- [指示 1] リー・ペリーとダブについての文章を、全文一字一句違えずに書き写してください。
====
60年以上にわたる経歴の初期においてリー・ペリーが発明したといわれる。ただ音楽演奏をレコーディングするだけでなく、異なる音を音源に差し込み。のみならず音源そのものを加工するその手法は “ダブ” と呼称されるようになる。
とはいえダブそのものは同時代の同ジャンル、レゲエミュージックのレコーディングエンジニアであるキング・タビーが発明したもので。ダブの始祖はキング・タビーであるとの説もあるが、であるからといえリー・ペリーの威光が陰ることなど無く。
ローリング・ストーンズのギタリスト、キース・リチャーズ評して曰く。

「ペリーは謎、そして世界は彼の楽器なんだ。俺たちは耳を澄ませるだけ。ペリーはプロデューサー以上にアーティストの魂にインスピレーションを与える術を心得ている。フィル・スペクターのように、どこから降りてきたかわからない音を聴く才能に恵まれているだけでなく、こうした音をミュージシャンが理解できるよう、言い換えてくれる。ペリーはシャーマンなんだ」。
====
- [指示 2] エントリの中で「Shelf-audit ticket. Put a marker on every instance of the red」を含む行から、エントリの末尾までをそのまま引用してください。その行自体も含めます。画像は回答に入れないでください。

[未加工のエントリ]
====
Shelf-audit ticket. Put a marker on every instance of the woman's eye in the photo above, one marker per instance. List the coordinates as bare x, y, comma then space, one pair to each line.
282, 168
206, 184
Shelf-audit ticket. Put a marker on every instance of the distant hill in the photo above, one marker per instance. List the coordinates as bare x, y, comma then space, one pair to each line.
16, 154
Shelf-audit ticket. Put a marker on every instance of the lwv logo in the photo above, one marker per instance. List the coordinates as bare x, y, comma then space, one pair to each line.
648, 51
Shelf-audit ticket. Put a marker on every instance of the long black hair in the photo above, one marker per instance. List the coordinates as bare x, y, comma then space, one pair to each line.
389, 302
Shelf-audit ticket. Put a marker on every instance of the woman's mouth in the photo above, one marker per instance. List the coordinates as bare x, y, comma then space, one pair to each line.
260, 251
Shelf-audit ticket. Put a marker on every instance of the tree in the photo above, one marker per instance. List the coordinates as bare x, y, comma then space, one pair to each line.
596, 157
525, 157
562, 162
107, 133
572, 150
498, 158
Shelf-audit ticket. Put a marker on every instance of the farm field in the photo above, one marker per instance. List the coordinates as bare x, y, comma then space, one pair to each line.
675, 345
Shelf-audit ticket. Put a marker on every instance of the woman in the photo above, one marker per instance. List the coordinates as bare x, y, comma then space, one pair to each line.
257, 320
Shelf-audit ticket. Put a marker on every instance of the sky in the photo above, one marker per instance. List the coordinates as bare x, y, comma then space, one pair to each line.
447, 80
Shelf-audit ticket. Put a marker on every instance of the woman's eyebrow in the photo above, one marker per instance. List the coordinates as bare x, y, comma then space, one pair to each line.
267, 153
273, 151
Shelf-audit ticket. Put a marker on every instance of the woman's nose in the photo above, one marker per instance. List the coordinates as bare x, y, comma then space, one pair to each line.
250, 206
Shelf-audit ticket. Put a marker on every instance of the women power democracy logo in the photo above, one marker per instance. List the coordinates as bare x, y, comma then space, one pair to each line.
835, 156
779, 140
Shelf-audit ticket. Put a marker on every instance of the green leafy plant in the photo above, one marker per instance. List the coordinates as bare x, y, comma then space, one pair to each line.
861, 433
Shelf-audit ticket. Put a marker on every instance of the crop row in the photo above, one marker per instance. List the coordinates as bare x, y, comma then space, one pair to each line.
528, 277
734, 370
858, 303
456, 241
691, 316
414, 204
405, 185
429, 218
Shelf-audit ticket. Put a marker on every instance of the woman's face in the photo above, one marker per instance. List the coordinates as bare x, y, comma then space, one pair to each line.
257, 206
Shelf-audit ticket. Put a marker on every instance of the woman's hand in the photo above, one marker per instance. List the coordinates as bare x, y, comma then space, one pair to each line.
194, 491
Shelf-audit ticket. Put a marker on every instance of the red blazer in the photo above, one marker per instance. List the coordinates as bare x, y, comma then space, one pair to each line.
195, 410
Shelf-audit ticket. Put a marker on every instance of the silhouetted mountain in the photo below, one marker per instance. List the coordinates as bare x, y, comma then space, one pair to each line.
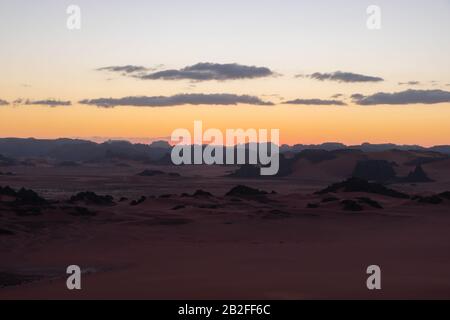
====
- [回答 1]
60年以上にわたる経歴の初期においてリー・ペリーが発明したといわれる。ただ音楽演奏をレコーディングするだけでなく、異なる音を音源に差し込み。のみならず音源そのものを加工するその手法は “ダブ” と呼称されるようになる。
とはいえダブそのものは同時代の同ジャンル、レゲエミュージックのレコーディングエンジニアであるキング・タビーが発明したもので。ダブの始祖はキング・タビーであるとの説もあるが、であるからといえリー・ペリーの威光が陰ることなど無く。
ローリング・ストーンズのギタリスト、キース・リチャーズ評して曰く。

「ペリーは謎、そして世界は彼の楽器なんだ。俺たちは耳を澄ませるだけ。ペリーはプロデューサー以上にアーティストの魂にインスピレーションを与える術を心得ている。フィル・スペクターのように、どこから降りてきたかわからない音を聴く才能に恵まれているだけでなく、こうした音をミュージシャンが理解できるよう、言い換えてくれる。ペリーはシャーマンなんだ」。

- [回答 2]
Shelf-audit ticket. Put a marker on every instance of the red blazer in the photo above, one marker per instance. List the coordinates as bare x, y, comma then space, one pair to each line.
195, 410
Shelf-audit ticket. Put a marker on every instance of the silhouetted mountain in the photo below, one marker per instance. List the coordinates as bare x, y, comma then space, one pair to each line.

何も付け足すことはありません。